### 課題
(A) エヴェレスト遠征の本文のうち、「三度とも、北面(チベット側)」から「Leigh Mallory, 1886-1924)は、1921~24年の遠征隊に主要メンバーとして参加。」までをそのまま書き写してください。
(B) エヴェレスト遠征を扱った本文を、最後の文の次から書き継ぐこと。

··· 本文 ···

下記サイト情報を参考にした。 ただし、山名は深田久弥氏の『ヒマラヤ登攀史』によった。
標高は資料によって差異があるため『理科年表』(2005年版)によったが、今後も確認を続けたい。
K2の初登頂はイタリア隊である(下記サイトの記載は誤り―2005/1/30現在)。
  → ネパールデータ  http://itotai.cool.ne.jp/nepaldeta.html


● マロリーとアーヴィン

エヴェレストは、1921年の第一次遠征隊(調査隊)、22年の第二次遠征隊、24年の第三次遠征隊と、英国隊によって三度にわたって登頂が試みられたが、いずれも失敗している。
三度とも、北面(チベット側)のロンブク氷河から〝ノース・コル〟を経て北稜~北東稜のルートを辿る試み。
それから30年後の1953年、ヒラリーとテンジンによって初登頂されたときの南東稜ルートは、この当時はまだ登頂不可能とみなされていたのである。

ジョージ・マロリー(George Leigh Mallory, 1886-1924)は、1921~24年の遠征隊に主要メンバーとして参加。
二度の遠征での登頂失敗に続く三度目の遠征で、1924年6月8日の朝、最終キャンプ(標高約8200m)から当時若干22歳のアンドルー・アーヴィン(Andrew Comyn Irvine, 1902-1924)と二人で頂上を目指し出発した。
酸素ボンベの他には、わずかな装備しか持っていなかった。
マロリーが、パートナーとして若く経験も浅いアーヴィンを選んだのは、アーヴィンが酸素器具の扱いを得意としていたからだった。

··· 記録一覧 ···

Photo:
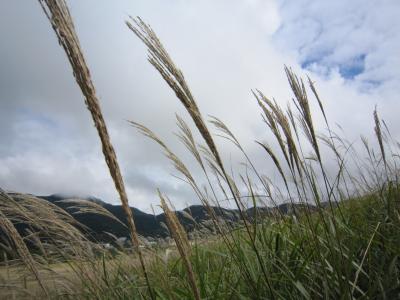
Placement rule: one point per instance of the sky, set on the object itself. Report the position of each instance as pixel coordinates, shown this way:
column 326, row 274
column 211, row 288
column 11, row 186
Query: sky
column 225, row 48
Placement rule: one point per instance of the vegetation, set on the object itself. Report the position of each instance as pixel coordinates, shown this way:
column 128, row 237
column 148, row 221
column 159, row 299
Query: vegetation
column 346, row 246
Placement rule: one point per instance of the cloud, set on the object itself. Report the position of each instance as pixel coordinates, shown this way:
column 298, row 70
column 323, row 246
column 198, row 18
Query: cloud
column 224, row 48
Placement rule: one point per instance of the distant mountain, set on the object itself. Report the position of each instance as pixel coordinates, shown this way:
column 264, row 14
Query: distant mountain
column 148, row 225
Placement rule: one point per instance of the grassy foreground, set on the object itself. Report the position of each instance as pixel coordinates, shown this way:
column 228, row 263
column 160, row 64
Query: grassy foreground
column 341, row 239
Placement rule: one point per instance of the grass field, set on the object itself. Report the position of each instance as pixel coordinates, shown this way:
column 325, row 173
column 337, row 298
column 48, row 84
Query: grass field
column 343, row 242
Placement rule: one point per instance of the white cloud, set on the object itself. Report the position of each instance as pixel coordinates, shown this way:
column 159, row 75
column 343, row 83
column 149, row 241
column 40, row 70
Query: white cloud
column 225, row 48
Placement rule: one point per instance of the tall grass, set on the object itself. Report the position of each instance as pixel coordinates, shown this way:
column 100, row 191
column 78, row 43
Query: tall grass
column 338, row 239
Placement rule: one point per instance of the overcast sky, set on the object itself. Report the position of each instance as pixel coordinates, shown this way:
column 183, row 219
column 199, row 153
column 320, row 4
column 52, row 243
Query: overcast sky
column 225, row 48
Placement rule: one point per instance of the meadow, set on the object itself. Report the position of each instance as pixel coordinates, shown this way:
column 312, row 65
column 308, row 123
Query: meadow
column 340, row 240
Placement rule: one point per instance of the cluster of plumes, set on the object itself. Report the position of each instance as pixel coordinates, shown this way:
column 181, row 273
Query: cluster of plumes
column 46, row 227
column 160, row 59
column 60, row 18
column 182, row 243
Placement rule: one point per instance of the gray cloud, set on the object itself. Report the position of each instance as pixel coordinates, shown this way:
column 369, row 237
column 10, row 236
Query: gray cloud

···
··· 記録一覧 ···

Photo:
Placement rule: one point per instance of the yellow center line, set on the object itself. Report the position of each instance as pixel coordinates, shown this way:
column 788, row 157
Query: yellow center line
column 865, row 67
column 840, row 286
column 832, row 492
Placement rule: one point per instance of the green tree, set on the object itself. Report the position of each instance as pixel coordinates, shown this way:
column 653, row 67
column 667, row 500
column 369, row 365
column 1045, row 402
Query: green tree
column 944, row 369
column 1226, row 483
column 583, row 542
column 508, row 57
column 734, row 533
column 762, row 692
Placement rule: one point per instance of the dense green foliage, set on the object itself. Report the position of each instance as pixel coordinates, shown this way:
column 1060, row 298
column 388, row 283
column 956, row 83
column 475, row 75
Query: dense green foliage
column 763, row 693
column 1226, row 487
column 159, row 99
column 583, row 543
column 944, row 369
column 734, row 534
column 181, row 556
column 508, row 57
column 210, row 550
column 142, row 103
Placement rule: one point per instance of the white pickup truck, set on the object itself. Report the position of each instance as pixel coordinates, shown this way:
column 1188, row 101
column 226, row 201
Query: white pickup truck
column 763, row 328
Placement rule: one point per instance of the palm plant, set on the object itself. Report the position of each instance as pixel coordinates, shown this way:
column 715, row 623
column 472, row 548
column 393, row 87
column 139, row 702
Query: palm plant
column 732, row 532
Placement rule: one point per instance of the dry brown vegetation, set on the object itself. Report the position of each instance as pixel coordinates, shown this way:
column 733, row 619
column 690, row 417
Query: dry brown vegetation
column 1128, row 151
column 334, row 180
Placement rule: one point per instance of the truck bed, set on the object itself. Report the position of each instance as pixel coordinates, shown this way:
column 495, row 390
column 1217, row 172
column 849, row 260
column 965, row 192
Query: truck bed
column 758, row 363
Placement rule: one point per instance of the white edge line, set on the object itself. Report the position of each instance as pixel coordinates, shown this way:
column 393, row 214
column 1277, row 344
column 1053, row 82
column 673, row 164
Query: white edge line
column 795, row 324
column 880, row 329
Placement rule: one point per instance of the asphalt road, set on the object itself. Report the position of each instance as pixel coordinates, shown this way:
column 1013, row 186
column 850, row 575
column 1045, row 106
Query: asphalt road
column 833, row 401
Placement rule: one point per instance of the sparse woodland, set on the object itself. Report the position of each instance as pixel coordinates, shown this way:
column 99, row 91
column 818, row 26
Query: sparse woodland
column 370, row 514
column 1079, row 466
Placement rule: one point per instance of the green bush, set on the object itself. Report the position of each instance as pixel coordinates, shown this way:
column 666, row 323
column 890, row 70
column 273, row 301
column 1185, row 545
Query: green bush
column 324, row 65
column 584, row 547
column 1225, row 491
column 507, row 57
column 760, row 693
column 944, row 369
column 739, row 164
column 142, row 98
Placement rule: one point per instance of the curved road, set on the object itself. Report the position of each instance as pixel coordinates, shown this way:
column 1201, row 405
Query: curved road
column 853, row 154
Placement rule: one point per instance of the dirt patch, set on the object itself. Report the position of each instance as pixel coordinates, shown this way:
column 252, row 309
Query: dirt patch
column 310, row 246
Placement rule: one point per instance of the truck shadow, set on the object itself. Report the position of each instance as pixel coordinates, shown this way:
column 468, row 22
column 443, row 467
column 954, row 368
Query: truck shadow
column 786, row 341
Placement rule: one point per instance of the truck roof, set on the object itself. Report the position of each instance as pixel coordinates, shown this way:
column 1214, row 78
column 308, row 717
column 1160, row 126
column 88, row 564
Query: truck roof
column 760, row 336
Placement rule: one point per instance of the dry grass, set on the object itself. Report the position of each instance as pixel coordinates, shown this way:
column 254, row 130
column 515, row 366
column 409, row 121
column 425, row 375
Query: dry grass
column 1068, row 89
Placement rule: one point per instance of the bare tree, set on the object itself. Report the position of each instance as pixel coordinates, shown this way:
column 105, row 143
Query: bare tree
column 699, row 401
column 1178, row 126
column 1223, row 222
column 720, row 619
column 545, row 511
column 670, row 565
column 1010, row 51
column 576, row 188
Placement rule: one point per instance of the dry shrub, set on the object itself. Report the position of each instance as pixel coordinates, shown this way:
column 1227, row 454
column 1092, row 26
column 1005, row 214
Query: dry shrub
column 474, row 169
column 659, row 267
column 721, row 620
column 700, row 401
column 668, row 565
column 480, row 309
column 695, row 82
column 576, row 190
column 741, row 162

···

### 解答
(A)
三度とも、北面(チベット側)のロンブク氷河から〝ノース・コル〟を経て北稜~北東稜のルートを辿る試み。
それから30年後の1953年、ヒラリーとテンジンによって初登頂されたときの南東稜ルートは、この当時はまだ登頂不可能とみなされていたのである。

ジョージ・マロリー(George Leigh Mallory, 1886-1924)は、1921~24年の遠征隊に主要メンバーとして参加。

(B)
二人の頂上アタック隊を最後までサポートしたノエル・オデール(Noel Ewart Odell, 1889-1987)が最終(第6)キャンプへ物資補給のために登っている途中、霧の晴れ間からちらりと、稜線近くを歩く二人を目撃している。 それが、二人の最後の姿だった・・・。


● それがそこにあるから  ― "Because it is there" (G . L . Mallory) ―

マロリーが、ニューヨーク・タイムズ社の記者から何度も受けた質問 ―― 「なぜエヴェレストに登りたいか?」
これ対して短く、「それ(エヴェレスト)がそこにあるからさ」 と答えたというエピソードは有名。
この言葉がのちに曲解され、「人はなぜ山に登るのか? ―― 山がそこにあるから」 と広められた。

1923年3月18日のニューヨーク・タイムズ紙に載った「エヴェレスト登頂――スーパーマンのための仕事」と題された無署名記事にマロリーの言葉が引用されている ―― 「彼は1924年に再び出かける予定だ。
再度登頂を試みる理由を尋ねたところ、彼は簡潔にこう答えた ―― そこにエヴェレストがあるからだ」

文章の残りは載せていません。